## 提示された文章
........
しかし、このことが市町村や学校の「序列化」と呼ぶべき事態を招いたり、「過度」の学力競争をあおることになったりして、その結果、参加校の協力が得られず、正確な情報が得られなくなり、全国調査の適正な遂行に支障を及ぼす可能性があるとは、当然には考えられない。現に、栃木県宇都宮市においてはごく一部の小規模校を除く全小中学校が、また、東京都墨田区においては全小中学校が、各学校のウェブサイト上に学力調査の項目ごとの平均点等を掲載しており、学校間の対比が可能な状態になっているが、そのことにより学校の序列化や過度の競争が起き、学校現場で種々の弊害が発生したという事実は確認できない。
全国調査の情報開示については、鳥取県や大阪府などで開示の可否を巡って争いとなっていて、たびたびニュースにも取り上げられるなど全国的に強い関心が持たれているものであり、上記宇都宮市及び東京都墨田区の公表例も全国紙での紹介がなされていることからして、単に普通にウェブサイト上に掲載するのとは全く程度の異なる高い注目を集めているものと考えられる。それにもかかわらず、特に弊害が発生しているという話が聞かれないのである。 - ウ この点、学校選択制や学力テスト結果を反映した予算の傾斜配分制度が採られているような場合であれば、学力調査で高得点を得ている学校の人気が高まって学校の序列化傾向が強まったり、より多くの予算獲得を目指して過度の競争が行われたりするおそれも高まると考えられる。
........
## 記述課題
1 – 全国調査の情報開示に関する文章を読み、次の問いにそれぞれ答えてください。
(a) 栃木県宇都宮市で、学力調査の項目ごとの平均点等をウェブサイトに掲載しているのはどの学校ですか。
(b) 開示の可否を巡って争いとなっている自治体として挙げられているのはどこですか。
(c) 宇都宮市と東京都墨田区の公表例は、どこで紹介されたと述べられていますか。
2 – 全国調査の情報開示に関する文章を、最後の文の後から書き継いでください。
資料は今回の作業には使いません。

## データセットの行
........
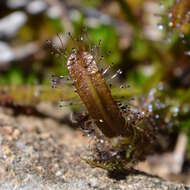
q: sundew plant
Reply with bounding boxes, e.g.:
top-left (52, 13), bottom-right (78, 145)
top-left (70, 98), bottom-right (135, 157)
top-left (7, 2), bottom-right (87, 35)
top-left (51, 1), bottom-right (190, 170)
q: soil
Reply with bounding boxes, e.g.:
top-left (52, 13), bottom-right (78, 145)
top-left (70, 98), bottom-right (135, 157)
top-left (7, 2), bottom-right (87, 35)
top-left (0, 109), bottom-right (190, 190)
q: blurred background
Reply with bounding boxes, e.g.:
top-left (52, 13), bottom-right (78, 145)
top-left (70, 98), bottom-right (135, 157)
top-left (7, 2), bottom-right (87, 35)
top-left (0, 0), bottom-right (190, 184)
........
## 課題別の解答
1 –
(a) ごく一部の小規模校を除く全小中学校
(b) 鳥取県や大阪府
(c) 全国紙

2 –
しかし、春日井市においては、学校選択制も予算の傾斜配分制度も採用されておらず、今のところ採用の予定もないとのことであるので、この点の懸念も必要がない。 - エ また、全国調査に対する春日井市内各学校の参加については、市教育委員会が決定するものであって、各学校が自主的に参加の可否を決定することにはなっていない。したがって、開示がなされる結果、一部の参加校について協力が得られなくなるという可能性も考え難い。
- オ なお、上記のウェブサイト上での公開の例は、一つの市または特別区において行われていることであり、近隣市町村で同様のことが行われているわけではないため、市町村間での対比が可能になれば市町村間での序列化が生ずるという諮問実施機関の指摘には、直接関わるものではない。しかし、学力等が対比されることによって生ずる弊害は、学校間、クラス間、児童生徒間といったように、より小さな単位での対比になればなるほど大きくなるものと考えられ、上記のとおり、学校間の対比が可能な状況下でも特に弊害の発生が認められない以上、市町村間での対比が可能になったところで、公文書の不開示事由に該当するほどの「支障を及ぼすおそれ」が生ずるとは到底考え難い。
- カ 諮問実施機関は、開示により学校やクラス別の情報が順序化され公になれば、順序や平均正答率を上げるための健全な努力以外に、成績が悪い児童生徒に対する排除や差別、模擬試験を繰り返したり、答えを書き直させたりするなど不正な行為などが発生するおそれがあるとも指摘する。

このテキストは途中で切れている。